Task statement: Convert the lines of the items below, starting at the line that contains "of the stick" and ending with the final line of the items, into a JSON list of strings with one string per line, leaving out any blank lines.

Record excerpts:
-- -- --
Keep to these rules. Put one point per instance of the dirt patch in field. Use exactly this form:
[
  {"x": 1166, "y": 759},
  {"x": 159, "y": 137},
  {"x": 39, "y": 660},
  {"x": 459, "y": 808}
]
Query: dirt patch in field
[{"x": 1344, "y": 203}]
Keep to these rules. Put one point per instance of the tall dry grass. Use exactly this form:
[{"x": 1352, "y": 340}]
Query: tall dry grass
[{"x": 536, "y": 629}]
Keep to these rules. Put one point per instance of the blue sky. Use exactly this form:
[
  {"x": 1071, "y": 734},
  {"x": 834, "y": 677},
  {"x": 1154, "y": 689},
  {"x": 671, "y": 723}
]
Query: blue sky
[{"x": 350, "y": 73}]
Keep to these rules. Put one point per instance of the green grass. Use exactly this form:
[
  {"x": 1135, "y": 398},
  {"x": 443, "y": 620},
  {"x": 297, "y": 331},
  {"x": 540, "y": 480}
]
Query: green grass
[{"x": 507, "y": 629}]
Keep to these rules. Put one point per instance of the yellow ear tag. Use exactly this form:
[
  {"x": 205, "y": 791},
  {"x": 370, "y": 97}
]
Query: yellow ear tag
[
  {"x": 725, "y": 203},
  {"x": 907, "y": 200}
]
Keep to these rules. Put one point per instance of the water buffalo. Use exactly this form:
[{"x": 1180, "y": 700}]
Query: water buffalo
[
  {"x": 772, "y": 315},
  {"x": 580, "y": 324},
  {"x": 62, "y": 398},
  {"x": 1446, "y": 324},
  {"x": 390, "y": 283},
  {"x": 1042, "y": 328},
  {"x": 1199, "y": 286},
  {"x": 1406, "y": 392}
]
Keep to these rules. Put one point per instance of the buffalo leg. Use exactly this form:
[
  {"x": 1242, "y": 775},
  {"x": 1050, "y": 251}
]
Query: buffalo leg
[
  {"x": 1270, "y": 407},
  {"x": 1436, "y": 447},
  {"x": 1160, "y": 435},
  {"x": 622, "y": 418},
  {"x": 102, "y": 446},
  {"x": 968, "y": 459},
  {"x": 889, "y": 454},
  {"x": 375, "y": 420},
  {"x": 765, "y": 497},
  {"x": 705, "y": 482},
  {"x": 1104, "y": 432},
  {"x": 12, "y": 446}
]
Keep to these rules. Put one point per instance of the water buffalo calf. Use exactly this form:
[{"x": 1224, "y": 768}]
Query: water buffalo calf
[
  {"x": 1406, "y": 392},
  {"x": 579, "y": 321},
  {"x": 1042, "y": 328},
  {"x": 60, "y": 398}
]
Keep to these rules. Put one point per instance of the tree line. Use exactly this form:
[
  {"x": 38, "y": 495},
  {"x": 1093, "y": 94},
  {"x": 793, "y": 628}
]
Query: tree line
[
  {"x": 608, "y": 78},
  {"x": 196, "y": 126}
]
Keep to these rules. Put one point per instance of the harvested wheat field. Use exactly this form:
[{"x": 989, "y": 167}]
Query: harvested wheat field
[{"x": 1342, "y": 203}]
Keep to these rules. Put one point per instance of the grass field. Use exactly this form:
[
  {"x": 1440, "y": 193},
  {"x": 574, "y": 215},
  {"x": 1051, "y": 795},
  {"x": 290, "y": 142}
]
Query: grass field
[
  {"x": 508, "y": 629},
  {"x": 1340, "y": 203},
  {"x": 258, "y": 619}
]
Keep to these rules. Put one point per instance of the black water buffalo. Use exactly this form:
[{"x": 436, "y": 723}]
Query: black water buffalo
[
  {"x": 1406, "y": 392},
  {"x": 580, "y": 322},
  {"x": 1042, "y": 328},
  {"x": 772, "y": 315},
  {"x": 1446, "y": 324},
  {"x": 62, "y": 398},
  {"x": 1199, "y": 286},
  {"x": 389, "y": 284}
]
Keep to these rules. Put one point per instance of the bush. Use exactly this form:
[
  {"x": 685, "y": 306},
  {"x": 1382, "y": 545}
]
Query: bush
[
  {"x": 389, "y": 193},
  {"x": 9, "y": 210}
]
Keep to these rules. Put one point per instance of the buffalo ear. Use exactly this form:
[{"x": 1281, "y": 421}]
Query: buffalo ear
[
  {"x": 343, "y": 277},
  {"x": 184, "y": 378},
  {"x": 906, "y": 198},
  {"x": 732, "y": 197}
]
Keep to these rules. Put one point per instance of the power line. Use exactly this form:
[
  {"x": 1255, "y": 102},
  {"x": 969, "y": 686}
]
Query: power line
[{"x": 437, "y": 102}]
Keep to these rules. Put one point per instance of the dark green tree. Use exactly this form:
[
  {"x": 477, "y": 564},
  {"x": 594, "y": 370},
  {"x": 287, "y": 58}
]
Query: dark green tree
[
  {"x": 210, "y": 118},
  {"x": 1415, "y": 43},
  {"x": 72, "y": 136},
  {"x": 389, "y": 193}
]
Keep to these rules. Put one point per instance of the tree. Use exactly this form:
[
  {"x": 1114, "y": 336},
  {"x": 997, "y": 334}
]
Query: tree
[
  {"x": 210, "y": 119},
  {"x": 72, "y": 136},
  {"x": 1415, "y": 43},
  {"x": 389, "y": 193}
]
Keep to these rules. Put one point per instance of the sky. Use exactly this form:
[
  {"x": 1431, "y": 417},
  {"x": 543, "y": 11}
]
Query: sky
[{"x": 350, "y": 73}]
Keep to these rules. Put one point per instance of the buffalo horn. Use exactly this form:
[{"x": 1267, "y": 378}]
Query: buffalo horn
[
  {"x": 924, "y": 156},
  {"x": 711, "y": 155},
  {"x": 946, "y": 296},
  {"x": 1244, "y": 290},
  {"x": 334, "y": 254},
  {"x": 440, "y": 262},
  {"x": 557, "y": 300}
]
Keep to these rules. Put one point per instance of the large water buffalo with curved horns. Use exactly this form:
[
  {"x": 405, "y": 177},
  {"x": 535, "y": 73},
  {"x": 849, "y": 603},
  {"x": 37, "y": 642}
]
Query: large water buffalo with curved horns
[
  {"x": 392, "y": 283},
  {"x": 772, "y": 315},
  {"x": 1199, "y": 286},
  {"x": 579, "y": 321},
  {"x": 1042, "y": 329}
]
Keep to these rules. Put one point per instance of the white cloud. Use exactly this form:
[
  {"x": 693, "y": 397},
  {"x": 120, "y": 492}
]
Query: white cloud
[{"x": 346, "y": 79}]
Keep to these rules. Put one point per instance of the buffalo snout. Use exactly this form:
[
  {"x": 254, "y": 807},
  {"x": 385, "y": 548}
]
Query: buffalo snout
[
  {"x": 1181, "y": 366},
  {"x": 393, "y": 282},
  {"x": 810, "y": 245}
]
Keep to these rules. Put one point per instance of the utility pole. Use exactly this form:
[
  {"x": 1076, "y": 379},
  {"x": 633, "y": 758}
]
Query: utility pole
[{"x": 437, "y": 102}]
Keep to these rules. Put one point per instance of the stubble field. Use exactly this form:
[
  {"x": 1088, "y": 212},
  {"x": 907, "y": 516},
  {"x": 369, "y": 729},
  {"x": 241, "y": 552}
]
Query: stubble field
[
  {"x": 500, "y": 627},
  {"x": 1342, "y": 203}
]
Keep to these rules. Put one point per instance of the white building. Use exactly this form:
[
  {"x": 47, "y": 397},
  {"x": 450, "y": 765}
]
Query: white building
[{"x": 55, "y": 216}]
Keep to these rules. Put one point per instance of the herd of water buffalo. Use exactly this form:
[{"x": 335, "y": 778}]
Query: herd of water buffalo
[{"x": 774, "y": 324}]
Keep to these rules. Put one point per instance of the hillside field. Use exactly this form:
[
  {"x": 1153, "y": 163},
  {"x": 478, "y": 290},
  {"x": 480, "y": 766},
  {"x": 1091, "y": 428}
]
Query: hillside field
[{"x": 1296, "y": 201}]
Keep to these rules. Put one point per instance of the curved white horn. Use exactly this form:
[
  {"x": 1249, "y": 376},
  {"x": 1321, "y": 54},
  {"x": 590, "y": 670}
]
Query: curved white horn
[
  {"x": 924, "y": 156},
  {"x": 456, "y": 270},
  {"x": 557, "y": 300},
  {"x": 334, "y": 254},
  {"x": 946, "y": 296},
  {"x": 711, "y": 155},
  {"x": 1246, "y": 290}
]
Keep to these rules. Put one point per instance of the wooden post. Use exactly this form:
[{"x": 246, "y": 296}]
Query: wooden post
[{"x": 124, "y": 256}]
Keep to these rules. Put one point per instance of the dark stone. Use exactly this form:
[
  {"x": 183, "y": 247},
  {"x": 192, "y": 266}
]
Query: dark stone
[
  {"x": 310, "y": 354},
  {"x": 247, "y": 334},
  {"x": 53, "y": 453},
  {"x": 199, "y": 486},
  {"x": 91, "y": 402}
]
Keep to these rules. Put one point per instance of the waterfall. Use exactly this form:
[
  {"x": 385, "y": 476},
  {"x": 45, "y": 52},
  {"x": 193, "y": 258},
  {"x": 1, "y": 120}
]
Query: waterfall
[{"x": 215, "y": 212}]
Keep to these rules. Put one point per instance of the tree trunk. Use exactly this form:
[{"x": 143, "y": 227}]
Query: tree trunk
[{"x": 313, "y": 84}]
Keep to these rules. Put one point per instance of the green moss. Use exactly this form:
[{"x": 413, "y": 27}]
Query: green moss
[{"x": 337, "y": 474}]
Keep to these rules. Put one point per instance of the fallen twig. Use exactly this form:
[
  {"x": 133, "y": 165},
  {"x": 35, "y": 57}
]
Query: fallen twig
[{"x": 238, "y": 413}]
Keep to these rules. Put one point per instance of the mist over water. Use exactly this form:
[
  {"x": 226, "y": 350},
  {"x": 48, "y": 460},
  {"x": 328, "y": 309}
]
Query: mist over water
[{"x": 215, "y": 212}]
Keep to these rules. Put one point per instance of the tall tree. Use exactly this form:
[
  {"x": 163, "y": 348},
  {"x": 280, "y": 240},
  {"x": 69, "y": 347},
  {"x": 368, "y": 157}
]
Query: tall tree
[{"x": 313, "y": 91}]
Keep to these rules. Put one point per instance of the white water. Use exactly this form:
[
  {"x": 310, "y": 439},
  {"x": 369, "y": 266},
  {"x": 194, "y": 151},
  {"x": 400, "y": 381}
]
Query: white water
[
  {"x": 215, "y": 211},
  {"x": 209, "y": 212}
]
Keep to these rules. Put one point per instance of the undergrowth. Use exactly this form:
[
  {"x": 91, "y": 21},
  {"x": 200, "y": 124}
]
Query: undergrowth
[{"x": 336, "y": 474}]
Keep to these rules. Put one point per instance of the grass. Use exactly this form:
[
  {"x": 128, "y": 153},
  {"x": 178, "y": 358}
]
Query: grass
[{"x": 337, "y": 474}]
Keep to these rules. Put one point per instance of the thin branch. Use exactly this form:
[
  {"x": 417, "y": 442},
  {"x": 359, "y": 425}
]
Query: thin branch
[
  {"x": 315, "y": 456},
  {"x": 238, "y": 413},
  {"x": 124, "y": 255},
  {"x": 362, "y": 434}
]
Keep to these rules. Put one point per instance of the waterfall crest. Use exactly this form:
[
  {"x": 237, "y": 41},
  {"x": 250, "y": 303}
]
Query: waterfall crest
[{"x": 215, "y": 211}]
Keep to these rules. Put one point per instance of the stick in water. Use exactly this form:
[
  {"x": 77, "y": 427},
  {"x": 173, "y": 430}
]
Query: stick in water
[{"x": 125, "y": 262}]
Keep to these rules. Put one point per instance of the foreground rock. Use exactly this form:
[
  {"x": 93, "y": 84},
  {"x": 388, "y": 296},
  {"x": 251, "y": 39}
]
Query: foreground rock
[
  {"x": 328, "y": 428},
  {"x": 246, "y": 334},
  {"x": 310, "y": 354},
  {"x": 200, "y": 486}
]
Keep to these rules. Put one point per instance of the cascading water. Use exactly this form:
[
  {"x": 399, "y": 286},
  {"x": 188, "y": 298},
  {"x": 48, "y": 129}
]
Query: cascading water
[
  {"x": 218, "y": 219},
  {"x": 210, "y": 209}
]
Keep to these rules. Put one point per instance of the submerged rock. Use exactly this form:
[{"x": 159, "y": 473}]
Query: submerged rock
-- -- --
Exercise result:
[
  "Keep to these rules. Put one point per instance of the stick in water. Use exactly this form:",
  "[",
  "  {\"x\": 77, \"y\": 427},",
  "  {\"x\": 173, \"y\": 430}",
  "]",
  "Query: stick in water",
  "[{\"x\": 125, \"y\": 262}]",
  "Keep to these rules. Put one point per instance of the foreground rock. Use exactly this form:",
  "[",
  "  {\"x\": 93, \"y\": 84},",
  "  {\"x\": 388, \"y\": 296},",
  "  {\"x\": 251, \"y\": 39}",
  "]",
  "Query: foreground rock",
  "[",
  "  {\"x\": 328, \"y\": 428},",
  "  {\"x\": 246, \"y\": 334},",
  "  {\"x\": 310, \"y\": 354},",
  "  {\"x\": 200, \"y\": 486}",
  "]",
  "Keep to these rules. Put one point per instance of the cascading water. Use exactly this form:",
  "[",
  "  {\"x\": 399, \"y\": 286},",
  "  {\"x\": 188, \"y\": 298},",
  "  {\"x\": 48, \"y\": 129}",
  "]",
  "Query: cascading water",
  "[",
  "  {\"x\": 218, \"y\": 219},",
  "  {\"x\": 210, \"y\": 209}",
  "]",
  "Keep to these rules. Put one point per instance of the submerged rock. Use exactly this form:",
  "[{\"x\": 159, \"y\": 473}]",
  "Query: submerged rock"
]